Challenge:
Return the records word for word. Any pictures in them are not part of the copy.

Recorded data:
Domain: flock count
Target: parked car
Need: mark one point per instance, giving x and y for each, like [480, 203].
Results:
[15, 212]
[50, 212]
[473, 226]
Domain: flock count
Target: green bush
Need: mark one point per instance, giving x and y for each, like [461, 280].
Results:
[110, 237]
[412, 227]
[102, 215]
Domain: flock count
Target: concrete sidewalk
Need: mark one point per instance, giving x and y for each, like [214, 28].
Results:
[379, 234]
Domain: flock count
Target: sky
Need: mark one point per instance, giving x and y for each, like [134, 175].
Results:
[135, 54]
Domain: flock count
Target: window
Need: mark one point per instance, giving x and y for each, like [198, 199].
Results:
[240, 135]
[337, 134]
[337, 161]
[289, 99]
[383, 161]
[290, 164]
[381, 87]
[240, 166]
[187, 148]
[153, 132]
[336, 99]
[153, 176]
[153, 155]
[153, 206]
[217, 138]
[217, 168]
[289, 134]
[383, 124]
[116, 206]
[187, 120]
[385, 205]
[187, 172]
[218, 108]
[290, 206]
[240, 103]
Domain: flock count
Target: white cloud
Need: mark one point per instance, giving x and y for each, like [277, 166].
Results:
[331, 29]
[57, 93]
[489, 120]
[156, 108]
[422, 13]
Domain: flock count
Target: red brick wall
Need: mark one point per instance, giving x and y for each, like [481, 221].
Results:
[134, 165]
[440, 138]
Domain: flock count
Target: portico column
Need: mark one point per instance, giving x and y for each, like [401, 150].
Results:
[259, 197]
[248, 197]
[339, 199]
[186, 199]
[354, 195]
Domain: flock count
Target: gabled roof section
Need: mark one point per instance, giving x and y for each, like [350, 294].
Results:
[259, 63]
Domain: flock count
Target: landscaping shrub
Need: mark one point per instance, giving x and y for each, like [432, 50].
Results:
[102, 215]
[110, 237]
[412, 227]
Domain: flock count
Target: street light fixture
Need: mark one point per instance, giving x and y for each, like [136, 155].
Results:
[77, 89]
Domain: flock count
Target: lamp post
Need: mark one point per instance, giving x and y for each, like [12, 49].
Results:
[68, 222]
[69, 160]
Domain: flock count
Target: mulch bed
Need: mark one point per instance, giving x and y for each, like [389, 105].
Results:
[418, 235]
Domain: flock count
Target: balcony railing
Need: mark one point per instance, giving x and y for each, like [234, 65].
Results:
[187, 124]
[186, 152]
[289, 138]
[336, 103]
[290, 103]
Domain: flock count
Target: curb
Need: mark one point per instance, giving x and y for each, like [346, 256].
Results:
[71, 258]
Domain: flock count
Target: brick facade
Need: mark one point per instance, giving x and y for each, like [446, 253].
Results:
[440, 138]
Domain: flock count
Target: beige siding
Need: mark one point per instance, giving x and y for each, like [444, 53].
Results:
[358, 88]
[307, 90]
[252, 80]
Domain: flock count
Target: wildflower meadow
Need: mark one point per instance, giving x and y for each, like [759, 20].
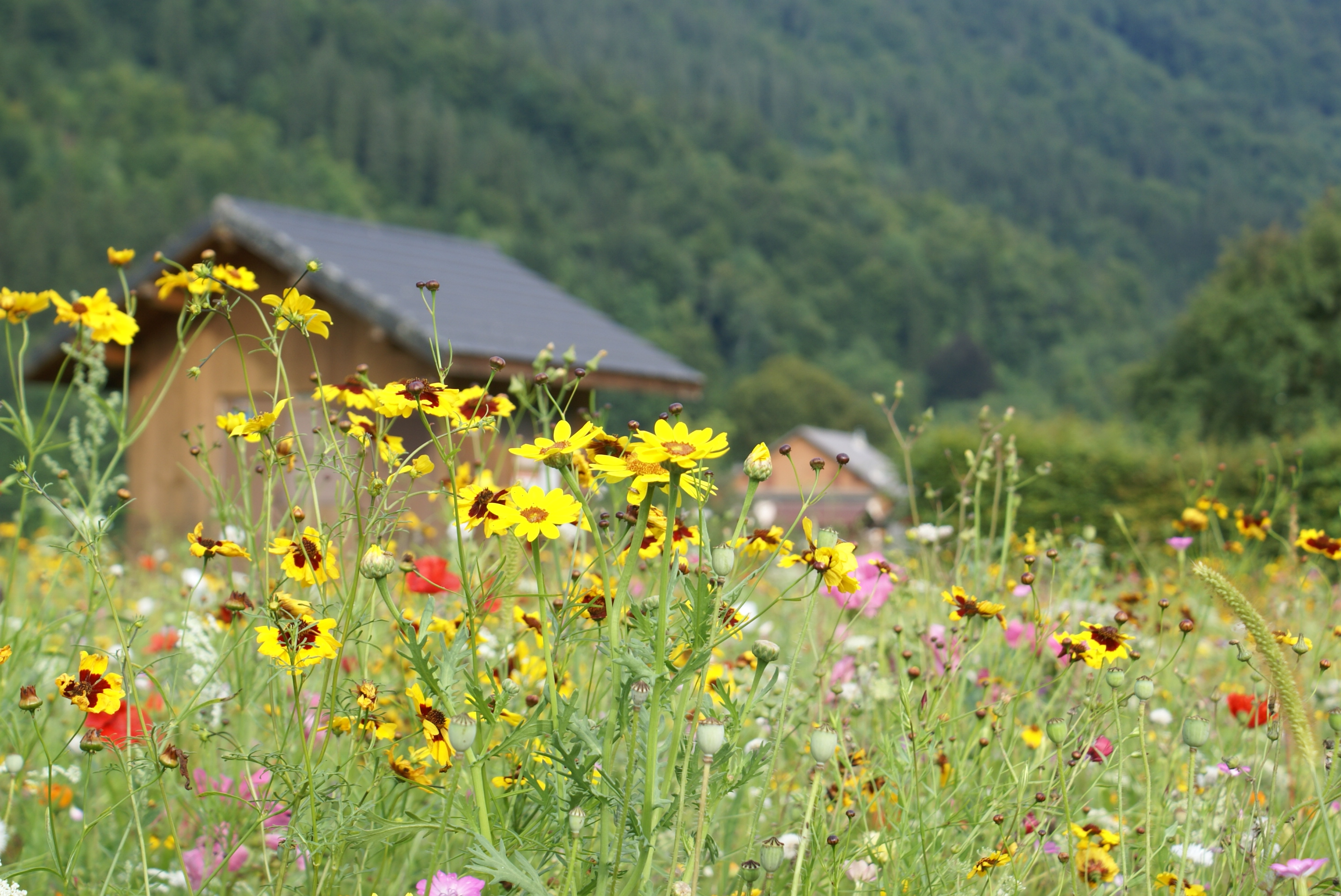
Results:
[535, 649]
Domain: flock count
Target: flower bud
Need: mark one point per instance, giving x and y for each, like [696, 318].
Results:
[759, 464]
[771, 853]
[460, 733]
[824, 741]
[577, 817]
[1197, 732]
[765, 651]
[377, 563]
[711, 736]
[723, 560]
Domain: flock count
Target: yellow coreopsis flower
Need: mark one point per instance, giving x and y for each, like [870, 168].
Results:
[259, 423]
[203, 547]
[298, 645]
[297, 310]
[306, 559]
[534, 512]
[18, 307]
[677, 445]
[565, 442]
[435, 725]
[100, 315]
[96, 690]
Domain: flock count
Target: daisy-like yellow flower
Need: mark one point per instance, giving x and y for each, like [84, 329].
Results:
[1107, 645]
[556, 452]
[96, 690]
[100, 315]
[388, 447]
[534, 512]
[764, 541]
[677, 445]
[834, 564]
[418, 775]
[435, 725]
[1319, 541]
[352, 393]
[306, 559]
[966, 606]
[203, 547]
[18, 307]
[297, 310]
[259, 423]
[1253, 525]
[411, 396]
[993, 860]
[298, 645]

Exercise output:
Domain: flock count
Target: parked car
Need: mark one point per instance, giving x and y for each, like [480, 203].
Results:
[15, 212]
[50, 212]
[473, 226]
Domain: flock count
Target: green bush
Need: mark one point per instance, giving x and y for each, like [461, 280].
Results:
[110, 237]
[412, 227]
[102, 215]
Domain: flock count
Target: concrete sidewalk
Need: mark one point per instance, giving x and y for each, like [214, 28].
Results:
[379, 234]
Domain: flock count
Target: sky
Need: mark one point per instance, giving x and y for each, like [134, 175].
Results:
[135, 54]
Domain: flock count
Target: window
Need: mark one point per instance, giving x and y for each, like [198, 199].
Results:
[240, 135]
[337, 134]
[337, 161]
[289, 99]
[383, 161]
[290, 164]
[381, 87]
[240, 166]
[187, 148]
[153, 132]
[336, 99]
[153, 176]
[153, 155]
[153, 206]
[217, 138]
[217, 168]
[289, 134]
[383, 124]
[116, 206]
[187, 120]
[385, 205]
[187, 172]
[218, 108]
[290, 206]
[240, 103]
Domain: flock count
Target: white cloud
Need: mark one point per instance, giving x and y for each, like [277, 166].
Results:
[331, 29]
[57, 93]
[489, 120]
[156, 108]
[422, 13]
Domain: flock count
Target: red brick wall
Need: mark one point per instance, giving x and y for each, like [481, 221].
Results:
[134, 165]
[440, 138]
Domain: flock count
Target: portico column
Need: mark one point per instance, giving x and y for each, like [401, 150].
Results:
[259, 197]
[248, 197]
[339, 199]
[186, 199]
[354, 195]
Domain: flock count
Target: gabled roof section
Need: mark one point per instance, giving x and y for each, like [350, 294].
Results:
[259, 63]
Domain: flock count
Target: landscaping shrub
Need: mark one point per instance, giving x and y for each, like [432, 50].
Results:
[102, 215]
[110, 237]
[412, 227]
Domain: flock count
Target: street light fixture
Need: mark one point per instance, giving x and y for each, like [136, 155].
Results:
[77, 89]
Domain: flock count
Target: lamp post
Need: mark one point per instance, giving x and y for each, like [12, 49].
Results:
[68, 222]
[69, 160]
Domain: flock count
Target: mulch bed
Need: mark one point per instance, giving x and y for each, like [389, 105].
Results:
[418, 235]
Domain: flock count
Target: balcony railing
Need: mark one point per instance, giving x and y for each, like [234, 65].
Results:
[187, 124]
[186, 152]
[289, 138]
[336, 103]
[290, 103]
Domain: flock count
Target: curb
Need: mark one point per instance, giving x and y for each, like [346, 256].
Results:
[71, 258]
Domain: flock count
Target: brick facade
Need: mark one point per instance, giving x and y for each, like [446, 253].
Results:
[440, 138]
Domain: flock count
Target: beige siding
Need: mark one point per instance, giving x and y for each, like [444, 53].
Results:
[358, 88]
[307, 90]
[252, 80]
Domain: flock count
Target: wildflower meadow
Need: mark one point per instance, giving x and y for each, like [759, 20].
Results:
[535, 649]
Domain: flock count
Target: flower bud
Need: mark one point per instance, giving x and y for each, like [696, 318].
Results:
[759, 464]
[771, 853]
[460, 733]
[824, 741]
[577, 817]
[1197, 732]
[765, 651]
[377, 563]
[711, 736]
[723, 560]
Domain: flock count
Target: yellow coreopsis flower
Need: mark one point per instance, giving x and y for each, like [870, 168].
Results:
[259, 423]
[203, 547]
[298, 645]
[297, 310]
[306, 559]
[534, 512]
[18, 307]
[677, 445]
[565, 442]
[435, 725]
[100, 315]
[96, 690]
Domain: flock count
Target: daisy-like yellow flower
Need: mark one point per instance, giving x and y for each, like [84, 329].
Results:
[1107, 645]
[556, 452]
[96, 690]
[100, 315]
[388, 447]
[534, 512]
[764, 541]
[677, 445]
[834, 564]
[418, 775]
[435, 725]
[1319, 541]
[352, 393]
[306, 559]
[966, 606]
[203, 547]
[18, 307]
[297, 310]
[259, 423]
[1253, 525]
[411, 396]
[993, 860]
[298, 645]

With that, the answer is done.